» Given information:
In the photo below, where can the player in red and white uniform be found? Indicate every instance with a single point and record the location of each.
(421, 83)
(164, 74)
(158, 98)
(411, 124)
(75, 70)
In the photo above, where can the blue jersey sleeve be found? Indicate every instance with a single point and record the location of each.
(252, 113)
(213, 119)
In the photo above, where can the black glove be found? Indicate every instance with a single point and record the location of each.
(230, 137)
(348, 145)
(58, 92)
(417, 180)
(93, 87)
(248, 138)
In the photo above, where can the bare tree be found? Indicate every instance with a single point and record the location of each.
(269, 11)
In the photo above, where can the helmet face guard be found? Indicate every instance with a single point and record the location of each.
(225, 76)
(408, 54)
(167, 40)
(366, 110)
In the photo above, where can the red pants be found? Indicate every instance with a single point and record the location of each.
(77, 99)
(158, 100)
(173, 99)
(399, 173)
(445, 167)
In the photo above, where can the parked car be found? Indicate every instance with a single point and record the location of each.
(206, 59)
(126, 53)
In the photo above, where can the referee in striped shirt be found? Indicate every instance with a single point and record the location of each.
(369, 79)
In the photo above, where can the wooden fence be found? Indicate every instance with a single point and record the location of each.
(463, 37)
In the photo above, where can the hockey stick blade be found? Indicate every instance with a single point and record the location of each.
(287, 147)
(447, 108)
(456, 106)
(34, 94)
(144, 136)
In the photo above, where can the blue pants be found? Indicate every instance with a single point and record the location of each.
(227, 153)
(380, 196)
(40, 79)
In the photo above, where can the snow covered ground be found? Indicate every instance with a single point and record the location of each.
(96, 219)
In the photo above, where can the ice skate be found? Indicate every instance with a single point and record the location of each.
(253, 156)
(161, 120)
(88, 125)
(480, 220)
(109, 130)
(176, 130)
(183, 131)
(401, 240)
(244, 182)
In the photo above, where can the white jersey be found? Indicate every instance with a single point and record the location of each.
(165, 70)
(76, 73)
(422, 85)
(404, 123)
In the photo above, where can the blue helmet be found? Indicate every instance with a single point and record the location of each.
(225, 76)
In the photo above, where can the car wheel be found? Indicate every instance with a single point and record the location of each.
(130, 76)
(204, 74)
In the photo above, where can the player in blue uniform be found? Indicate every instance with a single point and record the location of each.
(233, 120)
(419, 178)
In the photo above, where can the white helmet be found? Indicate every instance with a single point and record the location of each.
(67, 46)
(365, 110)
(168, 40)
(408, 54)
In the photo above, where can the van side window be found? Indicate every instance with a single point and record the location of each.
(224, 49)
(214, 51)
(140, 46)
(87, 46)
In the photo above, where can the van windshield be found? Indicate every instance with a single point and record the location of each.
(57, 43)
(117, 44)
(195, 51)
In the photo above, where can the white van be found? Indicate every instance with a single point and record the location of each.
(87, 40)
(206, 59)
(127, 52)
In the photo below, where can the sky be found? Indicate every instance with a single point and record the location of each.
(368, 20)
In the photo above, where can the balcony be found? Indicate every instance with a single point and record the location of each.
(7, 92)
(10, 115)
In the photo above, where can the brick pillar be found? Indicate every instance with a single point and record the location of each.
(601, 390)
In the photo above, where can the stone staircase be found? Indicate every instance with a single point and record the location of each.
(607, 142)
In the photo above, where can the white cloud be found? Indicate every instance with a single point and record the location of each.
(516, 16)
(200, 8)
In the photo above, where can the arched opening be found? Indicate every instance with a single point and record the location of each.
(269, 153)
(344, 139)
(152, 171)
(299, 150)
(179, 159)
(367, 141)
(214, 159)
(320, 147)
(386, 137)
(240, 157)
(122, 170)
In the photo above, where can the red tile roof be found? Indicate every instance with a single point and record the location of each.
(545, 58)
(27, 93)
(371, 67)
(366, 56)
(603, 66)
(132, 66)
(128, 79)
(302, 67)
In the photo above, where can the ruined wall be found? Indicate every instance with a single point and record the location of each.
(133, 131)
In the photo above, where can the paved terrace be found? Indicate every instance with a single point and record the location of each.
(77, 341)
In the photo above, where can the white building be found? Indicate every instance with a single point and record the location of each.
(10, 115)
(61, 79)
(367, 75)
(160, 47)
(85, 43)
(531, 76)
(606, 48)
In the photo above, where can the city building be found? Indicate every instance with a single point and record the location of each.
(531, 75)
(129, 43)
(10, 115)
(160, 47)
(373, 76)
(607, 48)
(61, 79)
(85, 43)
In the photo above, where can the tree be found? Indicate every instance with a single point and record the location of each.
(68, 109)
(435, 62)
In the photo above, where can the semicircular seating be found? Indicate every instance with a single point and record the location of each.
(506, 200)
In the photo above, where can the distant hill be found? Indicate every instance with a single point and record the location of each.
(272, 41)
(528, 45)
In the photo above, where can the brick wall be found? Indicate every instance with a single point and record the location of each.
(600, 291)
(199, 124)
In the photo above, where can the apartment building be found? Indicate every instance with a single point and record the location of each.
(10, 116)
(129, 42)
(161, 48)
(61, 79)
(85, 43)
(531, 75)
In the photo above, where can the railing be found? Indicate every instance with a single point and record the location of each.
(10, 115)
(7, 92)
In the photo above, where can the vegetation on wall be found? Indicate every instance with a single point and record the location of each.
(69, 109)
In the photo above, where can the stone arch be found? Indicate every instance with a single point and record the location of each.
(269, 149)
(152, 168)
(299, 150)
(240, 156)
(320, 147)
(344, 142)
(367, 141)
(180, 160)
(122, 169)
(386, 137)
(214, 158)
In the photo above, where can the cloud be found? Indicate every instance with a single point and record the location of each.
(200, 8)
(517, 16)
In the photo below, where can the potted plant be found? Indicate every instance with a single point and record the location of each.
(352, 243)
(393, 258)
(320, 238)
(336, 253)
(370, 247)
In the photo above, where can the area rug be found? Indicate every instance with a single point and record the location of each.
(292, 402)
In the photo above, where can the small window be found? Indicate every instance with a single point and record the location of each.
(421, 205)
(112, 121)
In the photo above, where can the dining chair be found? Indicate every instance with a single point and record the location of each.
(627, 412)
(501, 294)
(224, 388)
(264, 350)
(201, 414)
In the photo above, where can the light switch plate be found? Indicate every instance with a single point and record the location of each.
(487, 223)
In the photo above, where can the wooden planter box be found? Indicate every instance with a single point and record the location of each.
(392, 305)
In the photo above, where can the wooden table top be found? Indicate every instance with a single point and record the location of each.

» Given problem: Write out every row above again, word for word, without changing anything.

» Solution for this task:
In the photo below, where can the player in red and white uniform be found? Indicate every instance with a single point and record the location of each.
(421, 83)
(164, 74)
(158, 98)
(411, 124)
(75, 70)
In the photo above, where can the blue jersey sleeve be found? Indicate every instance with a single point and record the location of each.
(252, 113)
(213, 119)
In the photo above, where can the black glove be found? Indicate every instance with a single point and record the location of each.
(230, 137)
(348, 145)
(58, 92)
(417, 180)
(93, 87)
(248, 138)
In the photo above, where can the bare tree be found? Indicate every instance with a single point and record the location of each.
(269, 11)
In the photo above, where can the helmet face guard be found? Indicate every instance with a single point and record the location of each.
(225, 76)
(408, 54)
(167, 40)
(366, 110)
In the photo above, where can the red pants be found? Indicate every instance with a single point and record the location of each.
(77, 99)
(158, 100)
(173, 99)
(399, 173)
(445, 167)
In the photo above, where can the parked car be found? Indicate every instance with a single point and record the location of each.
(206, 59)
(126, 53)
In the photo above, where can the referee in striped shirt be found? Indicate every instance with a single point and record the location of each.
(369, 79)
In the photo above, where can the wooden fence be found? Indicate every instance with a single point and record the location of each.
(463, 37)
In the photo above, where can the hockey stick blade be found? Indicate every instance with a single point and record the location of each.
(287, 147)
(447, 108)
(456, 106)
(34, 94)
(144, 136)
In the photo above, where can the blue pants be found? Indicate every instance with a single point and record the location of each.
(227, 153)
(380, 196)
(40, 79)
In the photo above, where can the snow covered ground be found? Indicate every instance with a single point and record the location of each.
(96, 219)
In the photo above, where can the ice skate be found? Indicate every instance with a single point and record the location of each.
(253, 156)
(161, 120)
(88, 125)
(480, 220)
(109, 130)
(176, 130)
(183, 131)
(401, 240)
(244, 182)
In the photo above, where can the white jersey be found? Indicate every instance with a single point and record the location of each.
(165, 70)
(76, 73)
(422, 85)
(404, 123)
In the photo above, where can the blue helmet be found? Indicate every instance with a single point and record the location of each.
(225, 76)
In the photo above, where can the car wheel be found? Indicate every instance with a single point and record the location of each.
(130, 76)
(204, 74)
In the photo above, where can the player in blue uniform be found? Indicate every instance with a single point and record the location of each.
(233, 120)
(419, 178)
In the photo above, where can the white helmet be found? Indicate every instance with a single point and record the location of each.
(67, 46)
(365, 110)
(168, 40)
(408, 54)
In the photo above, where can the van side window be found? Indicate every instance with a single point and record the location of each.
(224, 49)
(214, 51)
(140, 46)
(87, 46)
In the photo above, where can the van windshield be found? Indicate every instance with a single point and record the location of each.
(57, 43)
(117, 44)
(195, 51)
In the photo above, where can the white van be found? Indicate every instance with a single point and record the location of each.
(87, 40)
(206, 59)
(127, 52)
In the photo below, where can the sky be found? Indicate every instance with a single point and record the location of each.
(368, 20)
In the photo above, where can the balcony be found? Indicate every instance with a single point and record the location of each.
(7, 92)
(10, 115)
In the photo above, where can the brick pillar be found? Indicate every instance with a single point and record the location of each.
(601, 390)
In the photo above, where can the stone staircase be found? Indicate every instance with a single point and record the location of each.
(607, 142)
In the photo above, where can the white cloud be found? Indicate every instance with a single point and record the location of each.
(516, 16)
(200, 8)
In the photo above, where can the arched opening be found? Indicate every instance with a single point and record the location of each.
(269, 153)
(344, 139)
(152, 171)
(299, 150)
(179, 159)
(367, 141)
(214, 159)
(320, 147)
(386, 137)
(240, 157)
(122, 170)
In the photo above, where can the red tile roof be found? Indicate every instance with a single point and record the location of each.
(545, 58)
(27, 93)
(371, 67)
(366, 56)
(603, 66)
(132, 66)
(128, 79)
(302, 67)
In the photo above, where can the ruined wall be found? Indicate every instance with a single point and record the location of each.
(133, 131)
In the photo above, where can the paved terrace be found? Indicate every instance with a single point and record the location of each.
(77, 341)
In the photo above, where can the white building be found? Indicate every instance with a single point and record the location of each.
(10, 115)
(61, 79)
(367, 75)
(160, 47)
(85, 43)
(531, 76)
(606, 48)
In the photo above, where can the city building be found? Indicate every instance with a single point and record the location of each.
(531, 75)
(129, 43)
(10, 115)
(160, 47)
(373, 76)
(607, 48)
(61, 79)
(85, 43)
In the photo above, where can the tree be found? Indicate every instance with a single point and record the location of each.
(68, 109)
(435, 62)
In the photo above, where can the semicircular seating be found? Indicate every instance with a single point and record the location of each.
(506, 200)
In the photo above, where can the distant hill be found? Indicate every instance with a single point and record the location of each.
(272, 41)
(528, 45)
In the photo above, where can the brick wall be found? Indicate every instance with a single point and record the location of each.
(600, 291)
(199, 124)
In the photo above, where can the apartment building be found? Indicate every instance with a single point and record the location of each.
(10, 116)
(129, 42)
(161, 48)
(61, 79)
(85, 43)
(531, 75)
In the photo above, where can the railing be found? Indicate every instance with a single point and record the location of each.
(10, 115)
(7, 92)
In the photo above, where can the vegetation on wall be found? Indicate every instance with a single point and record the location of each.
(69, 109)
In the photo above, where can the stone arch be found? Indicate every instance with a single point and record the location of each.
(269, 149)
(152, 168)
(299, 150)
(240, 156)
(320, 147)
(344, 142)
(367, 141)
(180, 160)
(122, 169)
(386, 137)
(214, 158)
In the photo above, where can the cloud be found? Indicate every instance with a single point and record the location of each.
(200, 8)
(517, 16)
In the photo below, where can the potted plant be found? Indicate every instance with a single point and record the location of each.
(352, 243)
(393, 258)
(320, 238)
(336, 253)
(370, 247)
In the photo above, where can the area rug be found? Indicate every instance with a single point and record the location of each.
(292, 402)
In the photo above, where can the small window be found? Indicate every instance with a single point and record the location of each.
(421, 205)
(112, 121)
In the photo above, where can the dining chair be found? Indicate every instance with a single point and record the location of each.
(627, 412)
(501, 294)
(224, 388)
(264, 350)
(201, 414)
In the photo above, where can the light switch plate be found? Indicate every instance with a single point and record the location of each.
(487, 223)
In the photo above, where can the wooden planter box be found? Indicate every instance with a single point and record the location of each.
(392, 305)
In the photo above, where can the wooden table top be found? Indicate every instance with a single point and record the location of each.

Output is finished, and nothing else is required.